§ STORED DATA:
____________________
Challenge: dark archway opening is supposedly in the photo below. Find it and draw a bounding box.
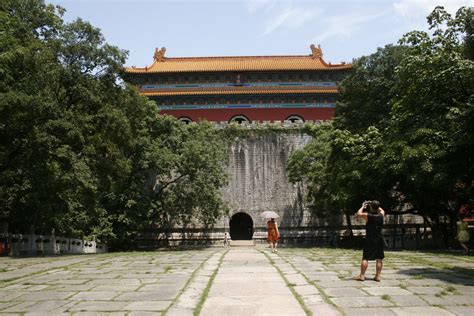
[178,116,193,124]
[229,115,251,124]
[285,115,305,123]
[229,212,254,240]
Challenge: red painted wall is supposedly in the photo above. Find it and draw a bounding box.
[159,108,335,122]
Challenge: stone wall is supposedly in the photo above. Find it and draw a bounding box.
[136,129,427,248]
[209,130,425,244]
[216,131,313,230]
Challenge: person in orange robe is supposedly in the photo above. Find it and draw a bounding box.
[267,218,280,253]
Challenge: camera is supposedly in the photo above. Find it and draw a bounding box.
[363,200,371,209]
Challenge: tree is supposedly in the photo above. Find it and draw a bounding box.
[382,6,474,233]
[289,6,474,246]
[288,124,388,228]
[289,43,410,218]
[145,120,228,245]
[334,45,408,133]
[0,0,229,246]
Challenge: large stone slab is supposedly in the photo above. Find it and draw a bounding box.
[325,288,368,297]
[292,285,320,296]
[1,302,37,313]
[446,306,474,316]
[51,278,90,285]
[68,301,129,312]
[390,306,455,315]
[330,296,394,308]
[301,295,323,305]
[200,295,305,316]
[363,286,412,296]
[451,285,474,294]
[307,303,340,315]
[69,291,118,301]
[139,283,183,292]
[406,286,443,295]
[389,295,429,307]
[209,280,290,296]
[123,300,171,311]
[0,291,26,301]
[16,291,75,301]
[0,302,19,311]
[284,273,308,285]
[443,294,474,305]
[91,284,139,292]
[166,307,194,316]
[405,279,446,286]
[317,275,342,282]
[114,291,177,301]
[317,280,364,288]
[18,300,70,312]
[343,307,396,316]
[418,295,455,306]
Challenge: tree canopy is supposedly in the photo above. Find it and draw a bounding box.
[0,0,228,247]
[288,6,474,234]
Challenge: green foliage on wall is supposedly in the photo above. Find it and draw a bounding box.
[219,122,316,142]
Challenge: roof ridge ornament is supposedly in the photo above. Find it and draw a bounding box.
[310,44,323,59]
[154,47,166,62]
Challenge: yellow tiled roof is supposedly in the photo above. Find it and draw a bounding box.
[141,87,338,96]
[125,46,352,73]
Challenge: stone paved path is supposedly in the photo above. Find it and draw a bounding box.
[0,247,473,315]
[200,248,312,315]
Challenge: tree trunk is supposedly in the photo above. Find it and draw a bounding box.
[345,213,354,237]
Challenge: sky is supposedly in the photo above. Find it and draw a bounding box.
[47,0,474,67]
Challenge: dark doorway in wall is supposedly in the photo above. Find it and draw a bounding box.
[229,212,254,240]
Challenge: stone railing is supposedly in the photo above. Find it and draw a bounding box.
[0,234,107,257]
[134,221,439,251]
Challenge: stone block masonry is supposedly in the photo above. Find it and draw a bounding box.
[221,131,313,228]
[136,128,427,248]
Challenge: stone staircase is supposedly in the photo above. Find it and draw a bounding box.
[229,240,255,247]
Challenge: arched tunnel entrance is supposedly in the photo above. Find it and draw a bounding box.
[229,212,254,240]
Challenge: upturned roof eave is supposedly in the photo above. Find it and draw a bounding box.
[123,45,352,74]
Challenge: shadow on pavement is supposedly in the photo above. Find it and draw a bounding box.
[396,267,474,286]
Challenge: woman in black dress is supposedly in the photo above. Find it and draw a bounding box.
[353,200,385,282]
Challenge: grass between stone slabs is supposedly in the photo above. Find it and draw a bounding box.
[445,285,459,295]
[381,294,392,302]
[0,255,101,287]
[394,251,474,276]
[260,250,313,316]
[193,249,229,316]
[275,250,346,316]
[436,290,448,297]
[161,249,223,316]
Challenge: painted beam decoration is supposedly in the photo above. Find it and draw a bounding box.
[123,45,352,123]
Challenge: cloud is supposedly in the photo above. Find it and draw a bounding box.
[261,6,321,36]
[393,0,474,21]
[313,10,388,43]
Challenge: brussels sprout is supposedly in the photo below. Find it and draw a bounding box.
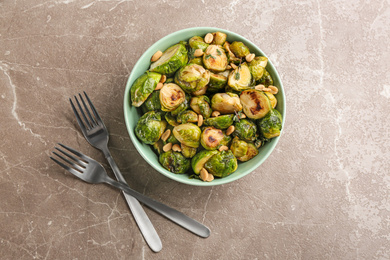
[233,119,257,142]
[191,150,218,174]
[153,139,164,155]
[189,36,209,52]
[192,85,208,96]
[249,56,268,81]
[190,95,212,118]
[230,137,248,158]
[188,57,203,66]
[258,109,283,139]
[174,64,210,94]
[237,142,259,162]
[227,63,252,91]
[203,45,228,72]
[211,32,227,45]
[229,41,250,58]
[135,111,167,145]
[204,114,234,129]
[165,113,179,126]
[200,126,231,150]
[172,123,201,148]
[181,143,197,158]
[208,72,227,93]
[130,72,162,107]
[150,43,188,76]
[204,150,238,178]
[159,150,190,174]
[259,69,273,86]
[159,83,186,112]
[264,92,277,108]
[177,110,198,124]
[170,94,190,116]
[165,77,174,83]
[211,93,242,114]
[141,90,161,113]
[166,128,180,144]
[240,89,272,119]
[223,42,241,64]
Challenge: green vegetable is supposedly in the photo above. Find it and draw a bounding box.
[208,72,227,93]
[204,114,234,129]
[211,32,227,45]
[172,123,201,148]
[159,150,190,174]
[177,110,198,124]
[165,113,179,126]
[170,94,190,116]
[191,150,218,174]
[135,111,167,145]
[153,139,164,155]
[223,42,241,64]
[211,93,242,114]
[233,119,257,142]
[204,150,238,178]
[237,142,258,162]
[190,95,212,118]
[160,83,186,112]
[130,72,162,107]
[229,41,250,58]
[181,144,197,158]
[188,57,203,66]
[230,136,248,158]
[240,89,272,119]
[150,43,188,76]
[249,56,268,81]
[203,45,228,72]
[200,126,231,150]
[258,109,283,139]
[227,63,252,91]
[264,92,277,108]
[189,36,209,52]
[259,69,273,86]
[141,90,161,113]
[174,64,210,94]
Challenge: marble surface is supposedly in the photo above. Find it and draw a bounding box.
____________________
§ YOUR ASSIGNMENT:
In the records above, the lines from the one containing "Challenge: brussels sprout" through the last line are to be written out exactly, both ends included and pictures omitted.

§ RESULT:
Challenge: brussels sprout is supposedly in the photo below. Find it and draw a bounding box.
[233,119,257,142]
[191,150,218,174]
[153,139,164,155]
[189,36,209,52]
[192,85,208,96]
[249,56,268,81]
[190,95,212,118]
[230,137,248,158]
[188,57,203,66]
[258,109,283,139]
[174,64,210,94]
[237,142,259,162]
[227,63,252,91]
[203,45,228,72]
[211,32,227,45]
[229,41,250,58]
[135,111,167,145]
[204,114,234,129]
[165,113,179,126]
[200,126,231,150]
[172,123,201,148]
[181,143,197,158]
[208,72,227,93]
[130,72,162,107]
[150,43,188,76]
[204,150,238,178]
[159,150,190,174]
[259,69,273,86]
[159,83,186,112]
[264,92,277,108]
[177,110,198,124]
[170,94,190,116]
[165,77,174,83]
[211,93,242,114]
[141,90,161,113]
[166,128,180,144]
[240,89,272,119]
[223,42,241,64]
Challenge: green vegetable is supposedly in the photo above. Find it and draw a bounding box.
[208,72,227,93]
[204,114,234,129]
[211,32,227,45]
[172,123,201,148]
[159,150,190,174]
[177,110,198,124]
[165,113,179,126]
[170,94,190,116]
[191,150,218,174]
[135,111,167,145]
[153,139,164,155]
[223,42,241,64]
[211,93,242,114]
[233,119,257,142]
[204,150,238,178]
[237,142,258,162]
[190,95,212,118]
[160,83,186,112]
[130,72,162,107]
[229,41,250,58]
[181,144,197,158]
[188,57,203,66]
[230,136,248,158]
[240,89,272,119]
[150,43,188,76]
[249,56,268,81]
[203,45,228,72]
[200,126,231,150]
[258,109,283,139]
[227,63,252,91]
[264,92,277,108]
[189,36,209,52]
[259,69,273,86]
[141,90,161,113]
[174,64,210,94]
Challenge: marble surface is supposedly in the photo above. Find it and draw a bounding box.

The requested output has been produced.